* List of tasks
1 - In the essay on standalones versus series, which of Gardner's colleagues turns out to be in an abusive relationship in the fourth book?
2 - From the essay on standalones versus series, reproduce the passage starting at "The same is" and ending at "what would happen.".

Standalones vs. Series

When I wrote my first novel, Stolen, I thought it would be a standalone. The book was mainly from the point of view of Abby Henshaw, a woman whose daughter was abducted. There was a detective in there, but he was secondary. Until he wasn’t. By the time I got to the second draft, I realised I liked DI Gardner a lot and kept finding more things for him to do. He kept showing up at the door. So I decided to change the book and make it both Abby and Gardner’s story, and when I was done, I realised there was more to say about Gardner and so the series was born. Each of the books work as a standalone but there’s also development of the characters and threads throughout that link one book to the others.

There’s something comforting about a series. A lot of my favourite crime novels are a series. I love to go back to a favourite character. They can become friends, someone you want to catch up with, someone you fear for when things go bad.

The same is true with writing a series. When it came to the second book, Gone, it felt easier to write Gardner. I didn’t have to start from scratch, I could already hear his voice, knew his mannerisms. I knew how he’d act and react to the situations he found himself in. In some ways, his character dictated what would happen.

I also enjoy planting seeds, things that seem unimportant at the time that come back further down the line. In the fourth book, Murder in Slow Motion, we discover Dawn Lawton, one of Gardner’s colleagues, is in an abusive relationship. Gardner thinks back about things he’s seen or heard, wondering if there were signs. Those signs were there in the previous books –subtle hints of what was to come. Of course, this only works if you know in advance what you’ll write about later. I knew from the start I wanted to write about domestic abuse and, even though it took a while to work out that story, I knew enough to leave those trails.

* Rows

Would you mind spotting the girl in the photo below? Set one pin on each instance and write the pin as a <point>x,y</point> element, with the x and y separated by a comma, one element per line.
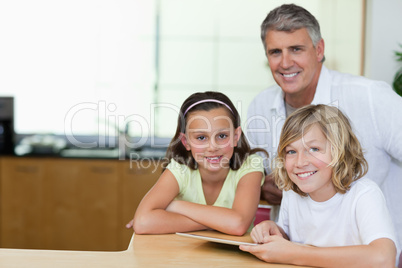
<point>326,202</point>
<point>213,179</point>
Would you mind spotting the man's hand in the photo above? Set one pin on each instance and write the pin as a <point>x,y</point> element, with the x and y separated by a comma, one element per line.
<point>270,192</point>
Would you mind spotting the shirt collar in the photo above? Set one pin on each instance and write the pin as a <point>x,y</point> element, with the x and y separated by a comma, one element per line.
<point>323,91</point>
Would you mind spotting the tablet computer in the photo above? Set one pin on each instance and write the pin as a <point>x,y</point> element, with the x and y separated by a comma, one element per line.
<point>214,236</point>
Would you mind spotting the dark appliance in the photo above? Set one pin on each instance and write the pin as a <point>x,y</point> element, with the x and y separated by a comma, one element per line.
<point>7,126</point>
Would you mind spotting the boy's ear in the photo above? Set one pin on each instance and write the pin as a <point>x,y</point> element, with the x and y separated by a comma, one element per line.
<point>237,135</point>
<point>183,140</point>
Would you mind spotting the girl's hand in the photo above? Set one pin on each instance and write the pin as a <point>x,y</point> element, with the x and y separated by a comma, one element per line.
<point>276,249</point>
<point>262,232</point>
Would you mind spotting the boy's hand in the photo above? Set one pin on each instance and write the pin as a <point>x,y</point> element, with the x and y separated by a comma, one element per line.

* Per-task outputs
1 - Dawn Lawton

2 -
The same is true with writing a series. When it came to the second book, Gone, it felt easier to write Gardner. I didn’t have to start from scratch, I could already hear his voice, knew his mannerisms. I knew how he’d act and react to the situations he found himself in. In some ways, his character dictated what would happen.